START Data for processing
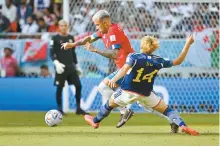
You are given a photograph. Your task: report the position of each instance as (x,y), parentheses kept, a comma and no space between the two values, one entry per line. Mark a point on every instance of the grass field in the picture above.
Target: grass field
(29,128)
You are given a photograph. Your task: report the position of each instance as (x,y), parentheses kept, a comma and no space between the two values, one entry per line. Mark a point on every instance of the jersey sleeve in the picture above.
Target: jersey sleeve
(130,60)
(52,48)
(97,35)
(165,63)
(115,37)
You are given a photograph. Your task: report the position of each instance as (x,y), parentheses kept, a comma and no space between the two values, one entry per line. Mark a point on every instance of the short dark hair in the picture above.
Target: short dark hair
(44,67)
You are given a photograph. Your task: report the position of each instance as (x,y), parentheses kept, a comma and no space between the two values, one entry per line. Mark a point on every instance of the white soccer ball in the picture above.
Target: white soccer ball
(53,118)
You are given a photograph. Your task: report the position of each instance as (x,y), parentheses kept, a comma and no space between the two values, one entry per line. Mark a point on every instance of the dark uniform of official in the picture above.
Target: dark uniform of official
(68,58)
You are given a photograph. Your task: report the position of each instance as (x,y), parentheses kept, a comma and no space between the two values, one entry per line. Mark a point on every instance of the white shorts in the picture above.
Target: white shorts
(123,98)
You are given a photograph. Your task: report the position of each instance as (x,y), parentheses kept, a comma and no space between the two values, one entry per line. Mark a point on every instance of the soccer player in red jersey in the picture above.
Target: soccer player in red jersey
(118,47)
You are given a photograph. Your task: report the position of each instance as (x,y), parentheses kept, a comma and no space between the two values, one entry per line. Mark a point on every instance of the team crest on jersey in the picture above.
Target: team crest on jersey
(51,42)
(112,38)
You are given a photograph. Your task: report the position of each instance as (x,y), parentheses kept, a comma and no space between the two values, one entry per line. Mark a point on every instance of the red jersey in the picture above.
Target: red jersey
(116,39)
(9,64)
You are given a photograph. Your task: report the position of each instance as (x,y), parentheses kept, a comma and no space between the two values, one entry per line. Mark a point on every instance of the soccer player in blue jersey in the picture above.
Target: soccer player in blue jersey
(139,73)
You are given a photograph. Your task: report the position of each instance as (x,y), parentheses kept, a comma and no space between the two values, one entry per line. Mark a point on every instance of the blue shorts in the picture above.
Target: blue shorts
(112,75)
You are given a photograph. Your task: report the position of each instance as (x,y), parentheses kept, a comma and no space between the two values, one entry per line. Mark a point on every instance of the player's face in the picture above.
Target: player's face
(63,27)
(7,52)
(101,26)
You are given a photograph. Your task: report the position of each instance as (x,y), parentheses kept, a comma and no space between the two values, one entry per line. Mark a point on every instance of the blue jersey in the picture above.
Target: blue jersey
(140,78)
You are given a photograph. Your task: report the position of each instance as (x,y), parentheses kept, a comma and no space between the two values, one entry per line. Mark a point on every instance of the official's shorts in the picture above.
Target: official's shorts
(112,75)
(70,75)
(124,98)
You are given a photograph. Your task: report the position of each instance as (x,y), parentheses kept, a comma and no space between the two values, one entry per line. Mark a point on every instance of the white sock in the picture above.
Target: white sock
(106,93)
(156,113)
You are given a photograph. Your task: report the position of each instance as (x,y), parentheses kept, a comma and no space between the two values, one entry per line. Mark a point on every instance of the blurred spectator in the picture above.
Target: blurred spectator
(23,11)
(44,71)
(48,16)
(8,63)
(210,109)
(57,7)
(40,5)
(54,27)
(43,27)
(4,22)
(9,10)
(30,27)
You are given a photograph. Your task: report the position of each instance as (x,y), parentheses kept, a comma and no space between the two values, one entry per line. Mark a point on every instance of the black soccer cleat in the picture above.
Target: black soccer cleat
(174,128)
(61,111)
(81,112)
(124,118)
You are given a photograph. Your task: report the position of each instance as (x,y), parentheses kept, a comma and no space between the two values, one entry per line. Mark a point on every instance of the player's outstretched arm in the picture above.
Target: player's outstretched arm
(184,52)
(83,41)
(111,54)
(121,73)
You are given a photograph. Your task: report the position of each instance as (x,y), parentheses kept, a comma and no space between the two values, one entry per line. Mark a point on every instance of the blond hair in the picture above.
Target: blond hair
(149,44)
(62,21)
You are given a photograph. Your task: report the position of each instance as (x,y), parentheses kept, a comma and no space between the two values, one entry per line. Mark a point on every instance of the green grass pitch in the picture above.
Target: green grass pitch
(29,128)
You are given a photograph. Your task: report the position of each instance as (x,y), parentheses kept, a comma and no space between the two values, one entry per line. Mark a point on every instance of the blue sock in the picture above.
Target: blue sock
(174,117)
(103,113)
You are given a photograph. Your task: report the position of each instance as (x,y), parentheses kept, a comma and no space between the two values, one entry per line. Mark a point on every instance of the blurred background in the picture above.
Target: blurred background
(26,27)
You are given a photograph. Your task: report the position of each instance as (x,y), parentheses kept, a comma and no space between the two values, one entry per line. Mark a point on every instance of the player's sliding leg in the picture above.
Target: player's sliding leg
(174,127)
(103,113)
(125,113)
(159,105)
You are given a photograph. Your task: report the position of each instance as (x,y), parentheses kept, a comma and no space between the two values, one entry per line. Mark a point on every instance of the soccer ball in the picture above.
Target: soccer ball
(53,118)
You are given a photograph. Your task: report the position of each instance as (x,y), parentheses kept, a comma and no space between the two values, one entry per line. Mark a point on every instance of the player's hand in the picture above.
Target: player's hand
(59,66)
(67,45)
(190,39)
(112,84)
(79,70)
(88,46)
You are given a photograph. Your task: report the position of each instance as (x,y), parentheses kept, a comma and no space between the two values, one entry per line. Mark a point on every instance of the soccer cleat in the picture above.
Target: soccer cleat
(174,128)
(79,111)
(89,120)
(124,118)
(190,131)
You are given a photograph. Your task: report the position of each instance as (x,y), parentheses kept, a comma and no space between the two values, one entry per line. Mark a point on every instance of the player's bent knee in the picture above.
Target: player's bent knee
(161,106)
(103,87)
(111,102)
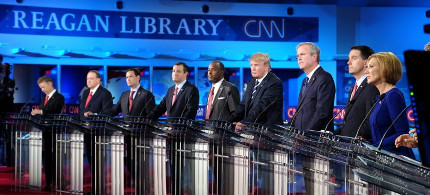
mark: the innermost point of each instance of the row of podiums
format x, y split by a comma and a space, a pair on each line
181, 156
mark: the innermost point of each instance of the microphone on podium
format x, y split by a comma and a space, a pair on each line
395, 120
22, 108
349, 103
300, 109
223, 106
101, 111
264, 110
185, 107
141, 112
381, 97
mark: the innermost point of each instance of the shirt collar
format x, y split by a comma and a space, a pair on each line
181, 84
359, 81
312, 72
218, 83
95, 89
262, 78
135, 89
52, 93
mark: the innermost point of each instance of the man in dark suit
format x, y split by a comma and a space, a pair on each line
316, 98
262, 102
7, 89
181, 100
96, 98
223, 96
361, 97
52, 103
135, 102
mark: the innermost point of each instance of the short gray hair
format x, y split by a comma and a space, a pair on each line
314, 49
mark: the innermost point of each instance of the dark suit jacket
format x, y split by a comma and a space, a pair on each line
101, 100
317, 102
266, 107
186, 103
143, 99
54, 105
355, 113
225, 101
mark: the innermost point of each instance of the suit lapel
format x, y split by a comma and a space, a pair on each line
END Data for processing
- **What you will do**: Set down all the data again exactly as above, pictures excluded.

- **Correct output**:
You are given a photograph. Your task: report the position of each instance as (x,y), parentheses kept, a comma and no space between the two values, one entry per line. Mark a point on every instance of the grass field in the picture above.
Target: grass field
(29,128)
You are given a photograph. Your task: report the position of each instance as (x,y), parentheses kept, a comma and no space between the two values, one entry per line. Mark a point on every instance of the jersey sleeve in the picture above.
Target: jersey sleeve
(130,60)
(52,48)
(97,35)
(165,63)
(115,37)
You are given a photograph. Your task: report the position of each instance as (x,y), parentheses kept, a comma and no space between the two values, one entry per line. Mark a point on every instance of the short dark hair in the picture above.
Target: short dark hair
(44,67)
You are given a photograph. Your task: report the position of each instance as (x,y), parentheses kept, a comma and no space between the two values, one entry per line. Mark a point on every instance of the white soccer ball in the picture above.
Target: white soccer ball
(53,118)
You are given a photograph. Your task: report the position of each instance as (x,y), parentheses kept, a comma and no space between the two values, one entry per line. Mark a point on every instance of the dark uniform of official in the picture above.
Target: dark uniform of official
(68,58)
You are given a photograph. Your task: report the position of each instance as (x,y), parentheses kept, a comma and no space between the two values, one entry per line. Mark a point on every instance of the white shorts in the picture above.
Target: white shorts
(123,98)
You are given a photograph. Your task: report the position of each instance as (x,y), parentheses kept, a comma and no space between the two values, one entry per line. Mark a point on every instance of the soccer player in red jersey in the picture above.
Target: soccer player in red jersey
(118,47)
You are given a photograph. Your task: report the position of each instance as (x,y), parentheses kept, a comma and no space between the two values, one entry per line. Mark a point on every instance of the team crest on jersey in the picture above.
Target: team crest on jersey
(51,42)
(112,38)
You are given a photograph. Your task: report the position of each instance as (x,y), parentheses kept, a comma and no space between the two values, one entry per line. Mark a point on every instance of the red jersey in the picture above.
Target: red jersey
(116,39)
(9,64)
You are given a photograph. Your task: report the position of each instance as (x,y), parentheses kept, a comma and no space between the two values, one entry per line. Mark a point on every instance of the soccer player in blue jersey in the picture above.
Target: soccer player in blue jersey
(139,73)
You are given a photograph. Your task: report the position of each instance as (x,y), parentheses kept, a comma and no space between the two values, one entry per line. Mark a point on every instance of the blue shorts in the picture above.
Target: blue shorts
(112,75)
You are given a photograph. Your task: report the position of each instance as (x,y), parentheses kept, a comma and no space between the two values, one entry per line. Mark a point on every instance of the player's face in the picture above.
Target: player's face
(63,27)
(7,52)
(101,26)
You are given a photograph. Your task: report the position of each instance as (x,y), parentheses kept, a comma and no space between the two values, one entry per line. Mark a point on every instance of the blue jersey in the picture above.
Target: blue jersey
(140,78)
You are given a photograph. Your task: report the position of each instance as (x,y), parentheses kept, a comma and no space between the two values, one entry per line. Mark a point on every instance of the official's shorts in the picture above.
Target: official's shorts
(112,75)
(70,75)
(124,98)
You are given a photograph. Your task: report the position of each instance as (x,y), parentheses kept, a comma and no space between the two values, one entry per line. Mark a point on every instance of the white sock in the picture above.
Target: white sock
(106,93)
(156,113)
You are given a photograph. Your task: report the position of each instance as (x,y), parentheses kept, a comma and no space between the two values, one entry per line. Mark a point on every instance of the blurred spectator in the picture above.
Target: blurred spectator
(23,11)
(44,71)
(48,16)
(8,63)
(210,109)
(57,7)
(40,5)
(54,27)
(43,27)
(4,22)
(9,10)
(30,27)
You are given a photograph. Your task: report the position of each instance as (x,y), parentheses kept, a comma and no space between the two values, one entry per line. Mark a point on every instance of the black soccer cleat in the picture above.
Target: black soccer cleat
(174,128)
(61,111)
(81,112)
(124,118)
You are given a photograph. Your task: report the position of each instance as (x,y), parentheses kept, a comma and no space between the two values, one entry per line. Mark a point on every instance of the player's outstretched arm in the picture above.
Target: player's outstretched arm
(184,52)
(83,41)
(111,54)
(121,73)
You are given a photograph. Your task: report the position of each instance as (x,y), parentheses kept, a comma and no space between the two values, one entry per line. Mark a point on every instance of the blond hair in the picture above.
Target: blond hair
(149,44)
(62,21)
You are given a photograph. Your task: report the position of each instance as (x,y), parentheses kept, a comma and no space between the two values, one entry per line. Mark a point on every instance of the green grass pitch in the picture above.
Target: green grass pitch
(29,128)
You are given a photograph. Your task: report the position of each instance as (x,y), parentheses kept, a comma and no space between the two values, one entry per line. Mark a point on every instance of the blue sock in the picture above.
Target: blue sock
(174,117)
(103,113)
You are given a photograph. Your task: report the position of each instance as (x,y), parentheses kept, a comma and no space between the two values, one entry per line. Mark a point on every instance of the blurred background in the picture above.
Target: blurred background
(26,27)
You are given a photograph. Your task: report the position of each instance as (x,y), parentheses kept, a comma and no space between the two values, one entry per line. Mark a point on every instance of the player's sliding leg in the picture above.
Target: player's sliding leg
(174,127)
(103,113)
(125,113)
(159,105)
You are given a photograph. Your task: report the position of each instance as (x,y), parentheses kept, a comma and no space between the two values, one entry per line. Mark a point on every instance of the soccer ball in the picture above.
Target: soccer ball
(53,118)
You are given a photograph. Your task: report the position of each instance as (x,y), parentheses kept, a comma and no space between the two values, one entry per line. Mark a point on every instance of the player's hand in the picture above.
Target: player's hand
(59,66)
(67,45)
(190,39)
(112,84)
(79,70)
(88,46)
You are given a photograph. Your task: report the position of each instance as (x,y), parentheses kept, a comma and no space between the two values, one entry per line. Mark a point on every instance of the soccer cleat in the picture above.
Target: soccer cleat
(174,128)
(79,111)
(89,120)
(124,118)
(190,131)
You are given a photograph. Your task: report the position of each instance as (x,y), parentheses kept, a comma and no space between the two values, one entry per line. Mark a point on every instance of the player's bent knee in the picture above.
Target: player's bent knee
(161,106)
(103,87)
(111,102)
mark: the innermost point of each instance of the row of podiums
format x, y split by a comma and a space, a pair on each line
181, 156
mark: the innermost point of each instance of the microphone on podium
format x, y split by a comma and a space, a pair on each line
395, 120
22, 108
349, 103
300, 109
223, 106
101, 111
264, 110
185, 107
141, 112
381, 97
mark: the innermost point of each instance of the shirt collar
format x, y split by a comma and a space, a pair on each line
181, 84
359, 81
312, 72
218, 83
95, 89
262, 78
135, 89
52, 93
mark: the innermost point of each instance of the man in dark suit
format x, y split by a comma and a space, a pair on each line
316, 98
262, 102
7, 89
181, 100
96, 98
223, 96
361, 97
52, 103
135, 102
mark: the innermost point of each instance of the short gray hair
format x, y split by a comma and a space, a pair on each line
314, 49
mark: the innermost point of each instance of the dark suit jacket
format x, y split by a comma and a space, a pair on each line
101, 100
317, 102
266, 107
186, 103
143, 99
54, 105
355, 113
225, 101
mark: the innermost point of each instance of the suit lapel
format x, y split by a comma and a space, a pair on each line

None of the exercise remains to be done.